§ What you need to do
Could you render all the entries below as a Markdown table with the columns "Row" and "Entry line," giving each line its own row, skipping blank lines and leaving the pictures out?

§ Given data
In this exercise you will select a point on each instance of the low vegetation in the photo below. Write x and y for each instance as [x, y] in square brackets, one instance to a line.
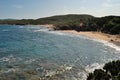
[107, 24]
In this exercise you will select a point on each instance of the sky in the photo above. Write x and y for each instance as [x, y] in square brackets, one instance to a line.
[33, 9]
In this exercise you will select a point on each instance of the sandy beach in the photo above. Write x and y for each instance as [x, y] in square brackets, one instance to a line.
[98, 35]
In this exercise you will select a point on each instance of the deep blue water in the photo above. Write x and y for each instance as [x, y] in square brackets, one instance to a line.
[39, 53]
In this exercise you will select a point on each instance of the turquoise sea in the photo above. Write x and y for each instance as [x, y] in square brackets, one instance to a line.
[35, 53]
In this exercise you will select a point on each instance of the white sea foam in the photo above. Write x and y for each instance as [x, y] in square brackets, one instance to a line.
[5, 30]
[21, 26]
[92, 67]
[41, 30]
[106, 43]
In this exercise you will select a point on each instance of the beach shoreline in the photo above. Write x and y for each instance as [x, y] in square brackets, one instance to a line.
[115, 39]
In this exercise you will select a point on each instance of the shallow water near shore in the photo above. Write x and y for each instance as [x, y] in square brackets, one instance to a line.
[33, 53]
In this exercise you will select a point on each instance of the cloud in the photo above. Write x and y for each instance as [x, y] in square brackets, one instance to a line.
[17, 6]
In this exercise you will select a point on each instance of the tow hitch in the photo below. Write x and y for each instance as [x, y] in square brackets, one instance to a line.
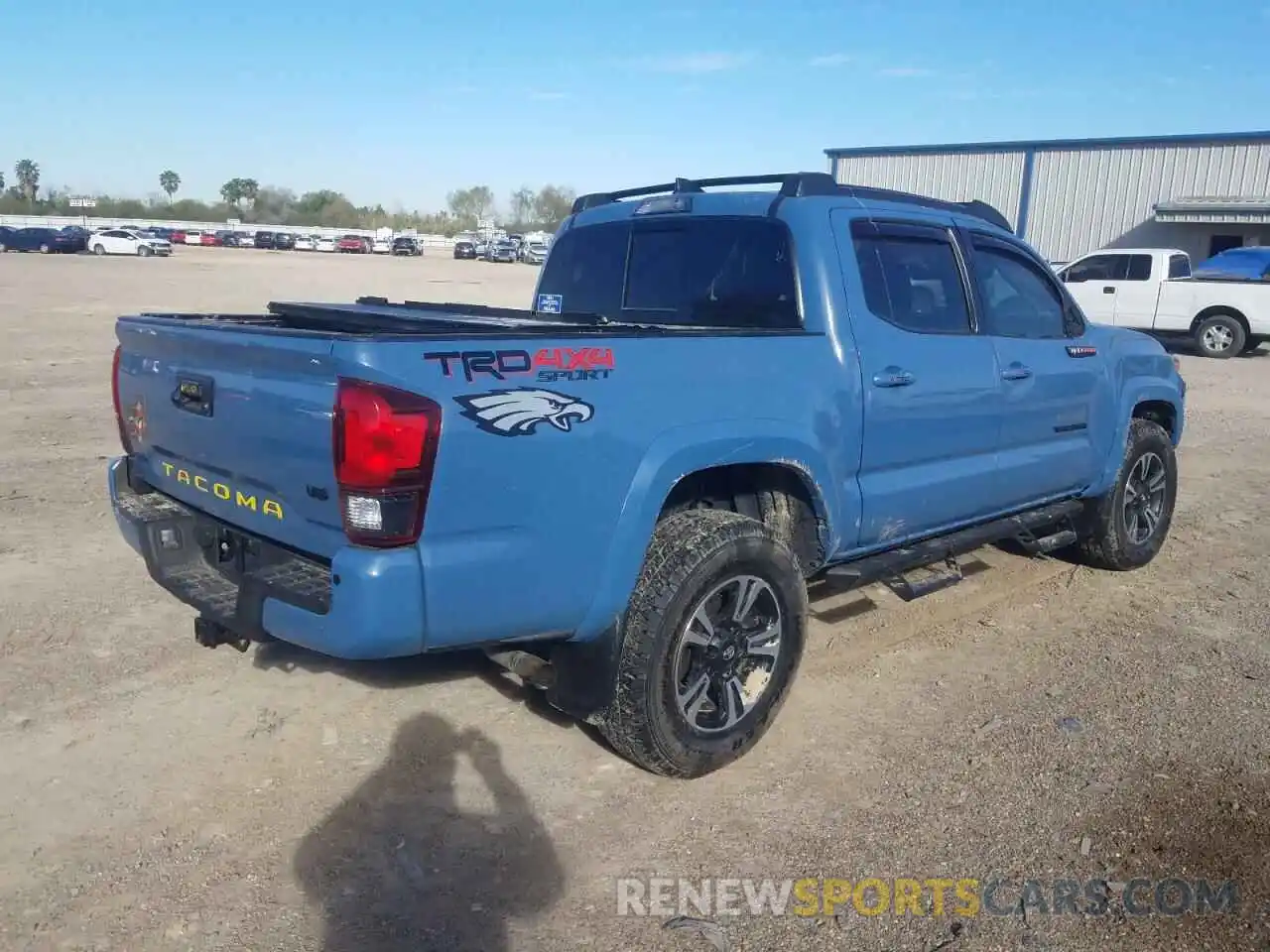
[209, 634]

§ Output for this exercise
| Row | Entry line |
|---|---|
| 1 | In this exercise you will select a point on each instance of the low vegetation in the photo below. Write x and y for each instance as [x, y] in square brackets, one instance to a line. |
| 2 | [107, 24] |
| 3 | In this exercise you will select a point on each instance of the sky in the photo above. Write x and y for each instance as [x, y] in square brackets, one instance to a line. |
| 4 | [33, 9] |
| 5 | In this exercise you will select a point on each instance of the sandy beach in the photo above. Write x and y for each instance as [x, y] in square brackets, one instance to a line. |
| 6 | [98, 35] |
| 7 | In this exercise you will select a point on each instance of the deep blue water in the photo above. Write x and y for each instance as [x, y] in square brackets, one instance to a line. |
| 8 | [39, 53] |
| 9 | In this exercise you will select a point on each instance of the turquoise sea in the photo above. Write x and y for each instance as [x, y] in square brackets, one instance to a line. |
| 10 | [35, 53] |
| 11 | In this exercise you will select a point on each instance of the white sea foam in the photo above. Write x and y for each instance as [x, y] in square brackets, one instance to a line. |
| 12 | [5, 30] |
| 13 | [21, 26] |
| 14 | [92, 67] |
| 15 | [41, 30] |
| 16 | [106, 43] |
| 17 | In this exercise you will select a point on each instance of the beach shoreline in the photo above. Write x and y for each instance as [x, y] in square brackets, one instance to a line. |
| 18 | [115, 39] |
| 19 | In this exercise you will select a point on each instance of the shallow water near shore in the photo above. Write x and y for each instance as [x, y] in square brackets, one instance to a line. |
| 20 | [33, 53] |
| 21 | In this exercise you will select a point on each instance of the cloud in the photo above. Write x and y for each instance as [x, y] in square brackets, one instance to a line. |
| 22 | [17, 6] |
| 23 | In this exercise you will select a point on each instance of the tow hitch in the photo below. Write x and y for each instance as [x, y] in square brackets, one instance to a line. |
| 24 | [209, 634] |